Day Twelve

April 15, 2006

Dear Lunch Buddy,

My high is waning, and it’s for a stupid reason. Last night, you told me you found my birthday or Christmas present. You told me all is well, sort of. I want to read a million hopeful things into these subtle clues.

I want to believe… I can only believe that you can’t live your life without me. You can’t continue to kid yourself about the quality of your life, now that you would be doomed to the starkness of your life with only her and not me.

But there were so many times while we were together that I thought it certain that we were moving toward a future together. And then She would have a melt down of one kind or another, and everything would freeze up between us for a while. So I hope, but guardedly.

This morning we were having our usual Saturday morning EQ date. You wished me Happy Easter and I told you to have one as well. You told me that it would be boring as you were going to the in-laws, and that made me so angry I started to cry. And my funk began creeping up again.

SUPPLIED ENTRIES:
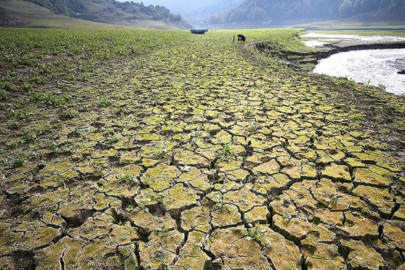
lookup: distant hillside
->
[210,0,405,25]
[136,0,243,27]
[0,0,190,29]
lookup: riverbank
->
[256,34,405,71]
[0,29,405,270]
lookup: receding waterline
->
[314,49,405,95]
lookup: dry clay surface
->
[0,33,405,270]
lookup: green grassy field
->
[0,28,405,270]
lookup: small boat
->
[190,29,208,35]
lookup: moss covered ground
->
[0,29,405,270]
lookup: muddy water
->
[314,49,405,95]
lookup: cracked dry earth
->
[0,32,405,270]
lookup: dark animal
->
[238,34,246,43]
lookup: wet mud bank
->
[256,41,405,71]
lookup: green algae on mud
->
[0,29,405,269]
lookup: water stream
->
[302,33,405,95]
[314,49,405,95]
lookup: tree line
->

GIVEN PROBLEM 1:
Rewrite the passage of the letter to Lunch Buddy starting at "But there were" and ending at "hope, but guardedly.", putting "cautiously" in place of "guardedly".
GIVEN PROBLEM 2:
Answer these questions about the letter to Lunch Buddy:
(a) What date does the letter carry?
(b) What did Lunch Buddy say last night had been found?
(c) Where did Lunch Buddy say they were going for Easter?
GIVEN PROBLEM 3:
Continue the letter to Lunch Buddy from the point where it stops.

TASK ANSWER 1:
But there were so many times while we were together that I thought it certain that we were moving toward a future together. And then She would have a melt down of one kind or another, and everything would freeze up between us for a while. So I hope, but cautiously.

TASK ANSWER 2:
(a) April 15, 2006.
(b) The writer's birthday or Christmas present.
(c) To the in-laws.

TASK ANSWER 3:
Of course, I’m pre-menstrual, so funk is a natural occurrence right now. And I woke up at 5:39 this morning having distinctly heard someone call my name. I’m so certain of it, that I forced myself awake enough to actually say, "yes?" I was sure it was my mother’s voice, but I really don’t know who or what it was. I do know that I was home alone, last night, as Roommate had gone to her mother’s.

One thing our separation has done is brought my family closer to me. My sister actually came over here. I know I’ve already written that, but that’s the first time she’s been to my place since I moved to Sacramento in May of 2000. She has been calling me a bit more regularly, and we chat on MSN quite frequently, now. She has a beautiful kitten she’s wanting me to take. I’m not sure I want to, though. I really want a dogie!

So I don’t think I’ve filled you in on the latest gossip around my folks. T, my 13 year old niece was spending her vacation with them and D, my 10 year old niece who lives with them. T is the niece who was caught calling boys she’d met on the internet and looking at pornography in D’s room. One night, at 3:30 in the morning, my dad got out of bed thinking that the girls had their TV turned up too loudly. It turned out that T and D actually had two boys out in the back room and T was letting them feel her up.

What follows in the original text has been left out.